• **EXTRAIT À LIRE**:

Tbilissi, la capitale de la Géorgie, est un charmant petit village avec ses vieilles maisons en bois, ses vieilles voitures, ses vieilles traditions ... Bref, une ville avec une longue histoire comme je les aime. Oui, c'est une ancienne étape de la route de la soie, entre l'Asie Centrale et l'Asie Mineure (la Turquie). Bien que je ne sois resté que 29 jours (en août / septembre 1995), mon histoire avec la Géorgie est tellement longue que je ne vais vous en raconter que quelques petits morceaux choisis.

Voici une fresque murale peinte en hommage à Niko Pirosmanichvili, dit Pirosmani (1862-1918). Les plus cinéphiles connaissent peut-être le superbe film de Giorgi Shengelaya, réalisé en 1969 : "Pirosmani" (lien en VO sous-titré en anglais, cliquer dans la barre des réglages pour activer les sous-titres). Le film évoque la vie et l’œuvre de ce célèbre peintre "naïf" géorgien du XIXème siècle, Niko Pirosmani. Il échangeait sa peinture contre un repas. En 1995, ce film était la seule chose que je connaissais de la Géorgie avant d'y venir. Il a très certainement influencé ma façon de voir le pays et ses habitants. 

Mais la Géorgie n'est plus ce petit pays champêtre et folklorique que fréquentait Pirosmani. Comme dans le reste du monde, la population s'est accrue, les habitants ont progressivement quitté les campagnes pour s'installer en ville et avoir de meilleures conditions de vie. Comme on peut le voir, la circulation sur l'avenue Roustaveli, l'artère principale de la capitale, est beaucoup plus dense qu'en Arménie.
Roustaveli ? Chota Roustaveli était un écrivain géorgien du XIIe siècle. Considéré comme l'un des meilleurs représentants de la littérature médiévale, on le surnomme "l'Homère du Caucase". Il est l'auteur de l'épopée Le Chevalier à la peau de panthère. Chaque famille géorgienne possède au minimum un exemplaire de ce livre. Lors de mon passage, on m'a offert la version traduite en anglais,  mais il existe aussi une version française.

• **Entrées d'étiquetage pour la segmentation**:
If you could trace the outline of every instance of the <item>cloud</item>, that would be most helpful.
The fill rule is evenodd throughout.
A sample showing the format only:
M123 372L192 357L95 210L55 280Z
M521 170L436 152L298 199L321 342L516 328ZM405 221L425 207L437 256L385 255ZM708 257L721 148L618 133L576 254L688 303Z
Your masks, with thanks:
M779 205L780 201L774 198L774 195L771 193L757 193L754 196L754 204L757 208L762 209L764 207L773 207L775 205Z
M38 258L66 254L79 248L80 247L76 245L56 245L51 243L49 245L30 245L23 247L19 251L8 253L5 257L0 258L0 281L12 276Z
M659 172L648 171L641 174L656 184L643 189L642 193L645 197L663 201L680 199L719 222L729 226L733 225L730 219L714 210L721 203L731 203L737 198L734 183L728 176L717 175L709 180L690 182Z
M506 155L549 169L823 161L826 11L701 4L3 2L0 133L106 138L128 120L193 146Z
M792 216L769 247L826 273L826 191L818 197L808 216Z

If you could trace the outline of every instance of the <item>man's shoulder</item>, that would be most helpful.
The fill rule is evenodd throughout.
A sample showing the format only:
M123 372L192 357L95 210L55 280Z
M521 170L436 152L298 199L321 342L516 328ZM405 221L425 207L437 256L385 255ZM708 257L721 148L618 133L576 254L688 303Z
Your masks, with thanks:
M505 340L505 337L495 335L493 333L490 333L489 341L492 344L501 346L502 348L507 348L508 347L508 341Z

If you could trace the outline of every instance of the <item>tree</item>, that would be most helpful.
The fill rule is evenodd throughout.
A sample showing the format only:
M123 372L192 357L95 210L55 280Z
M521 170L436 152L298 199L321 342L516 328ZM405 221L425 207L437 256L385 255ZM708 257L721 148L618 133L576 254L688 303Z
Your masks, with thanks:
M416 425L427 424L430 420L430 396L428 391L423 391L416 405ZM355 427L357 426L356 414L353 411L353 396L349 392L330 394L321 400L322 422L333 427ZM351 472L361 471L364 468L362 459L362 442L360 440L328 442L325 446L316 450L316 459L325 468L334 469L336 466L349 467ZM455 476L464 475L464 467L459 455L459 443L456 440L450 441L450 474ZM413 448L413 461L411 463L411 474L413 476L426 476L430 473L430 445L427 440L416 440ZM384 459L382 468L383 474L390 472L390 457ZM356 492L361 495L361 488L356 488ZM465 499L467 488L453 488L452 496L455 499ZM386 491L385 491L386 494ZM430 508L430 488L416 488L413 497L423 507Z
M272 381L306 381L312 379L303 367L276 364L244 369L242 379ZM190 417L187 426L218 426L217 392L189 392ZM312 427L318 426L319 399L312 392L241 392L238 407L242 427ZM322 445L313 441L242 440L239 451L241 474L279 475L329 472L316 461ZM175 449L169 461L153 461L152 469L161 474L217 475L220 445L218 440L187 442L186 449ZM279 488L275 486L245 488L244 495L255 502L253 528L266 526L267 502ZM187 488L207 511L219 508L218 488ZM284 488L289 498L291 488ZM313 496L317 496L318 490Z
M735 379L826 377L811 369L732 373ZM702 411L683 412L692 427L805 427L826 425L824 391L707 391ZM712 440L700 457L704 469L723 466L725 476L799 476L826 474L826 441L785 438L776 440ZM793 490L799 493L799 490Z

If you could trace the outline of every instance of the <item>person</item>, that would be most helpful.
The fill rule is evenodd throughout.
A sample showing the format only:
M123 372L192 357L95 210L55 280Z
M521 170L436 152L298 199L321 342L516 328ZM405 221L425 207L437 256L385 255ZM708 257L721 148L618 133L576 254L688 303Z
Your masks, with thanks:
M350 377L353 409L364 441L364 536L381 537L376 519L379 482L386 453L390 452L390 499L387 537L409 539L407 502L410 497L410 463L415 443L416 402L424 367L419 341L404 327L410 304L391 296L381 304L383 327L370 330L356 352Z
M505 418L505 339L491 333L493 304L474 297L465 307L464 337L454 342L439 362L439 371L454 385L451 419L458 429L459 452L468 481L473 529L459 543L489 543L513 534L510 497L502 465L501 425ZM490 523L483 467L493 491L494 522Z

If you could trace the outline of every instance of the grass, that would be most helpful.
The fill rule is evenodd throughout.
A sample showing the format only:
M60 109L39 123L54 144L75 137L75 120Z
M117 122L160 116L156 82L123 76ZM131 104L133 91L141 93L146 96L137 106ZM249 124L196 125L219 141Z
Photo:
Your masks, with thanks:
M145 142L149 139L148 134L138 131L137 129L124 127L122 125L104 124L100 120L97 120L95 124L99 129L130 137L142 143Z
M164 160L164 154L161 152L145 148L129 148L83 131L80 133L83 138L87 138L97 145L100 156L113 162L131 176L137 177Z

• **À FAIRE**:
**1)** Traduisez en anglais cette phrase de l'extrait sur Tbilissi : « Chaque famille géorgienne possède au minimum un exemplaire de ce livre. »
**2)** Poursuivez, s'il vous plaît, l'extrait sur Tbilissi en reprenant juste après sa dernière phrase.
Les enregistrements forment un matériau à part, distinct de l'extrait sur Tbilissi.

• **CORRIGÉ**:
**1)** Every Georgian family owns at least one copy of this book.

**2)**
Située sur les plus grandes routes de commerce, la Géorgie a connu de nombreuses invasions : Alexandre le Grand, puis les Perses, Romains, Byzantins, Arabes, Mongols, Ottomans, Russie impériale, Union soviétique... Il ne fait pas bon être un petit pays entre de grands empires. Tbilissi fut occupée au moins vingt fois par des ennemis extérieurs. En 1992 la Géorgie a proclamé son indépendance. Mais il ne faut surtout pas croire que tout est devenu merveilleux depuis, bien au contraire : quelques provinces ont voulu être indépendantes, comme par exemple l'Adjarie, l'Abkhazie et l'Ossétie du Sud (il y a une carte à la fin de cet article).
L'Adjarie, c'est cette petite région au bord de la mer Noire, point de passage obligé entre le Caucase et la Turquie. Sa capitale autoproclamée est Batoumi. Oui, c'est bien par là que j'ai transité pour aller en Arménie, tout surpris de voir des soldats surveiller la frontière avec la Turquie, mais aussi la route vers Tbilissi... Il y avait des tanks orientés vers la capitale du pays : au printemps 2004, le président adjare Aslan Abachidzé a décidé littéralement de couper les ponts avec Tbilissi, ordonnant la destruction des ponts reliant l’Adjarie à la Géorgie. Quelques jours plus tard, il était contraint à la démission et à l'exil (à Moscou). Depuis l'Adjarie est redevenue géorgienne. Contrairement à l'Abkhazie et l'Ossétie du Sud, soutenues politiquement et militairement par la Russie, qui se proclament indépendantes de la Géorgie. Et, cerise sur le char d’assaut, juste au nord, on trouve la fameuse région séparatiste (par rapport à la Russie) de Tchétchénie.

Le parlement de la Géorgie, sur l'avenue Roustaveli, haut lieu des batailles parlementaires, manifestations populaires et  de la "révolution des roses", qui a mené à la démission du président Edouard Chevardnadze le 23 novembre 2003. Chevardnadze (1928-2014) est un homme d'État soviétique et géorgien. Il a été ministre des Affaires étrangères de l'Union soviétique de 1985 à 1990 puis président de Géorgie de 1992 à 2003. C'est quelqu'un de plutôt important dont on va reparler un peu plus bas...

Interlude : non, ce n'est rien de particulier, ni la guerre, ni une révolution, ni un conflit entre bandes mafieuses, c'est juste le moteur d'une voiture qui a trop chauffé et qui a pris feu sur un pont de la capitale.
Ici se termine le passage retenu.